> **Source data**
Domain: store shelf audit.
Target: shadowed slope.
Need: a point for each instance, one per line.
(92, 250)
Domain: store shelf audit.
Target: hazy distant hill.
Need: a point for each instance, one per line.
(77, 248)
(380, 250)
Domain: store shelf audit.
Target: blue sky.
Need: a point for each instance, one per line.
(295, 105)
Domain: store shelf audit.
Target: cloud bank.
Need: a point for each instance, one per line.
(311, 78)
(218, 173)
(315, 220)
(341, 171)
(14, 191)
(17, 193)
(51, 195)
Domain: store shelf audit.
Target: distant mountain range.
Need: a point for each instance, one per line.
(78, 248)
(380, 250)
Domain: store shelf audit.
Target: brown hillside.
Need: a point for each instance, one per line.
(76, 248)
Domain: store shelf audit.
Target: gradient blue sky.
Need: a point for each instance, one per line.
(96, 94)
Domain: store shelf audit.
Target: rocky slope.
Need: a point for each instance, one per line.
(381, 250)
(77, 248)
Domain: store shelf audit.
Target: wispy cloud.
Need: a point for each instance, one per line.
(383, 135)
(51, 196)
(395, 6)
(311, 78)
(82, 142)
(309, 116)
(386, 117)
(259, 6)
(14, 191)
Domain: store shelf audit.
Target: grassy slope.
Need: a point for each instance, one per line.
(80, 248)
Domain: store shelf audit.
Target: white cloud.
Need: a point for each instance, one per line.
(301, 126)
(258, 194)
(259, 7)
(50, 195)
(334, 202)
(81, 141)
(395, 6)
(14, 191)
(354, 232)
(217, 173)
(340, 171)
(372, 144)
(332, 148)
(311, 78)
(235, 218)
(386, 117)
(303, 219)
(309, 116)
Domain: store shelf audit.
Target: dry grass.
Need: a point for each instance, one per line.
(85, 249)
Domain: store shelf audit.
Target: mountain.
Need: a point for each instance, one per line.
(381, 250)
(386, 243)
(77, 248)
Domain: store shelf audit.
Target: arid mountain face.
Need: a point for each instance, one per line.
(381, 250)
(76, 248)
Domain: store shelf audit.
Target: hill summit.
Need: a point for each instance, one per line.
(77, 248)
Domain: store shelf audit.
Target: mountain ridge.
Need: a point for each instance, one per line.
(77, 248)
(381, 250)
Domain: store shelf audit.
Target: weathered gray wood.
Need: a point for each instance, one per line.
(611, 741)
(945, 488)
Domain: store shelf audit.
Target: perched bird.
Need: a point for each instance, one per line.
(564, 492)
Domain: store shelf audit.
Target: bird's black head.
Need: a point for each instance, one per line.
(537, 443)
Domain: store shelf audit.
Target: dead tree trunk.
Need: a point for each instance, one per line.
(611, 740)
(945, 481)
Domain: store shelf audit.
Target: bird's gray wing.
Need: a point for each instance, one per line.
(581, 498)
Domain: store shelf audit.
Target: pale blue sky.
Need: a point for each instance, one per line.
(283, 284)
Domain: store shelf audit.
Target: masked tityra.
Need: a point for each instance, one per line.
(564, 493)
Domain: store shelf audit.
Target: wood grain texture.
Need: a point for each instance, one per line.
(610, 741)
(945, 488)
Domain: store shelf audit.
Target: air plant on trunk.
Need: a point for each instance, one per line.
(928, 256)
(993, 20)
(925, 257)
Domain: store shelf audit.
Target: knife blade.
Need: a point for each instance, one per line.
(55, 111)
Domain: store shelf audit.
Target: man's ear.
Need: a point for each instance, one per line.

> **EXERCISE**
Take the entries above and transcribe them in full.

> **TASK RESULT**
Domain: store shelf audit.
Target: shadowed slope.
Need: a point for each instance, one per line.
(92, 250)
Domain: store shelf audit.
Target: hazy distant hill.
Need: a point for each instance, one per line.
(77, 248)
(380, 250)
Domain: store shelf audit.
Target: blue sky.
Need: a point for each instance, one per line.
(295, 105)
Domain: store shelf audit.
Target: cloud bank.
Need: a point for each instance, one per line.
(311, 78)
(218, 173)
(315, 220)
(341, 171)
(14, 191)
(17, 193)
(51, 195)
Domain: store shelf audit.
Target: distant mountain range.
Need: a point for each instance, one per line.
(78, 248)
(380, 250)
Domain: store shelf audit.
Target: brown hillside.
Need: a point for each instance, one per line.
(76, 248)
Domain: store shelf audit.
Target: gradient blue sky.
Need: a point for each instance, one per line.
(96, 94)
Domain: store shelf audit.
Target: rocky slope.
Need: a point for each instance, one per line.
(381, 250)
(77, 248)
Domain: store shelf audit.
Target: wispy cloud.
Need: a point for each instance, one per line.
(383, 135)
(51, 196)
(395, 6)
(311, 78)
(82, 142)
(309, 116)
(386, 117)
(259, 6)
(14, 191)
Domain: store shelf audit.
Target: grassy slope.
Need: a point for each instance, one per line.
(80, 248)
Domain: store shelf audit.
Target: white cloud.
Need: a point for each instance, one per line.
(301, 126)
(258, 194)
(259, 7)
(50, 195)
(334, 202)
(81, 141)
(395, 6)
(14, 191)
(354, 232)
(217, 173)
(340, 171)
(372, 144)
(332, 148)
(311, 78)
(235, 218)
(386, 117)
(303, 219)
(309, 116)
Domain: store shelf audit.
Target: dry grass.
Need: a point for each instance, one per line.
(85, 249)
Domain: store shelf audit.
Target: mountain.
Need: a point for each instance, one per line.
(381, 250)
(386, 243)
(77, 248)
Domain: store shelf audit.
Target: arid mountain face.
Need: a point for each instance, one per line.
(381, 250)
(76, 248)
Domain: store shelf audit.
Target: hill summit.
Need: a point for each instance, one per line.
(77, 248)
Domain: store shelf audit.
Target: mountain ridge.
Need: a point for each instance, one per line.
(77, 248)
(381, 250)
Domain: store shelf audit.
Target: weathered gray wood.
Need: a point for each instance, one per line.
(611, 741)
(945, 488)
Domain: store shelf audit.
Target: perched bird.
Need: a point for each instance, one per line.
(564, 492)
Domain: store shelf audit.
Target: bird's black head.
Need: a point for each instance, one per line.
(537, 443)
Domain: store shelf audit.
Target: dead tree trunk.
Need: a point for each instance, one per line.
(611, 740)
(945, 481)
Domain: store shelf audit.
Target: bird's gray wing.
Need: a point for each instance, one per line.
(581, 498)
Domain: store shelf audit.
Target: pale blue sky.
Need: a point for each instance, one per line.
(283, 284)
Domain: store shelf audit.
Target: masked tityra.
Need: a point for each instance, one per line.
(564, 493)
Domain: store shelf audit.
Target: wood grain texture.
Need: a point for each instance, one per line.
(610, 741)
(945, 488)
Domain: store shelf audit.
Target: air plant on trunk.
Need: a point for each instance, one per line.
(928, 256)
(993, 20)
(925, 257)
Domain: store shelf audit.
Target: knife blade.
Need: a point for each instance, one per line.
(55, 111)
Domain: store shelf audit.
Target: man's ear.
Need: a point for each instance, one per line.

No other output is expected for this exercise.